RECORDS TO USE:
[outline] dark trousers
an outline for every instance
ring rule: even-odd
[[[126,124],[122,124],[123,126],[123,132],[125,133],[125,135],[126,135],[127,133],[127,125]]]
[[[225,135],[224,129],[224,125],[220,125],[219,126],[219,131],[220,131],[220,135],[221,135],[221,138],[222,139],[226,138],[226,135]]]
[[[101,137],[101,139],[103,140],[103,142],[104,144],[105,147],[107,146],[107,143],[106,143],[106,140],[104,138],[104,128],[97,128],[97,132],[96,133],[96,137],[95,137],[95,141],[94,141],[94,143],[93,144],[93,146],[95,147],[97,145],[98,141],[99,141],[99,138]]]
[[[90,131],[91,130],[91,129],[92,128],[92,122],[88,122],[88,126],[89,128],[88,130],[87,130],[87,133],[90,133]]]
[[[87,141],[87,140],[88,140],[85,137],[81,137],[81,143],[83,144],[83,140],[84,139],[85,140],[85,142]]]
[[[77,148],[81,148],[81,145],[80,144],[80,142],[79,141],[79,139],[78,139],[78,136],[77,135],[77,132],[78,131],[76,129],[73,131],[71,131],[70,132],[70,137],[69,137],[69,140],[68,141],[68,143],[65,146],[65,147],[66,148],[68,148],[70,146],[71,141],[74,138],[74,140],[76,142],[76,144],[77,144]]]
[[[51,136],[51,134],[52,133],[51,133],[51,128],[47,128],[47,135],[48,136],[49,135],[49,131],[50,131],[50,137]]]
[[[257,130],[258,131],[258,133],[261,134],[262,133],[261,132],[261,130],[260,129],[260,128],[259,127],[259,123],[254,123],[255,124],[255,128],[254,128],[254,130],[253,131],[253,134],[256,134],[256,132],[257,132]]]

TASK DETAILS:
Transcribe each record exactly. Leave nothing out.

CORRECT ANSWER:
[outline] dark trousers
an outline for every instance
ring rule: even-odd
[[[126,124],[122,124],[123,126],[123,132],[125,133],[125,135],[126,135],[127,133],[127,125]]]
[[[225,135],[224,129],[224,125],[220,125],[219,126],[219,131],[220,131],[220,135],[221,135],[221,138],[222,139],[226,138],[226,135]]]
[[[101,137],[101,139],[103,140],[103,142],[104,144],[105,147],[107,146],[107,143],[106,143],[106,140],[104,138],[104,128],[97,128],[97,132],[96,133],[96,137],[95,137],[95,141],[94,141],[94,143],[93,144],[93,146],[95,147],[97,145],[98,141],[99,141],[99,138]]]
[[[90,131],[91,130],[91,129],[92,128],[92,122],[88,122],[88,126],[89,128],[88,130],[87,130],[87,133],[90,133]]]
[[[87,141],[87,140],[88,140],[85,137],[81,137],[81,143],[83,144],[83,140],[84,139],[85,140],[85,142]]]
[[[77,148],[81,148],[81,145],[80,144],[80,142],[79,141],[79,139],[78,139],[78,136],[77,135],[77,132],[78,131],[76,129],[73,131],[71,131],[70,132],[70,137],[69,137],[69,140],[68,141],[68,143],[65,146],[65,147],[66,148],[68,148],[70,146],[71,141],[74,138],[74,140],[76,142],[76,144],[77,144]]]
[[[51,136],[51,134],[52,133],[51,133],[51,128],[47,128],[47,135],[48,136],[49,135],[49,131],[50,131],[50,137]]]
[[[257,130],[258,131],[258,133],[261,134],[262,133],[261,132],[261,130],[260,129],[260,128],[259,127],[259,123],[254,123],[255,124],[255,128],[254,128],[254,130],[253,131],[253,134],[256,134],[256,132],[257,132]]]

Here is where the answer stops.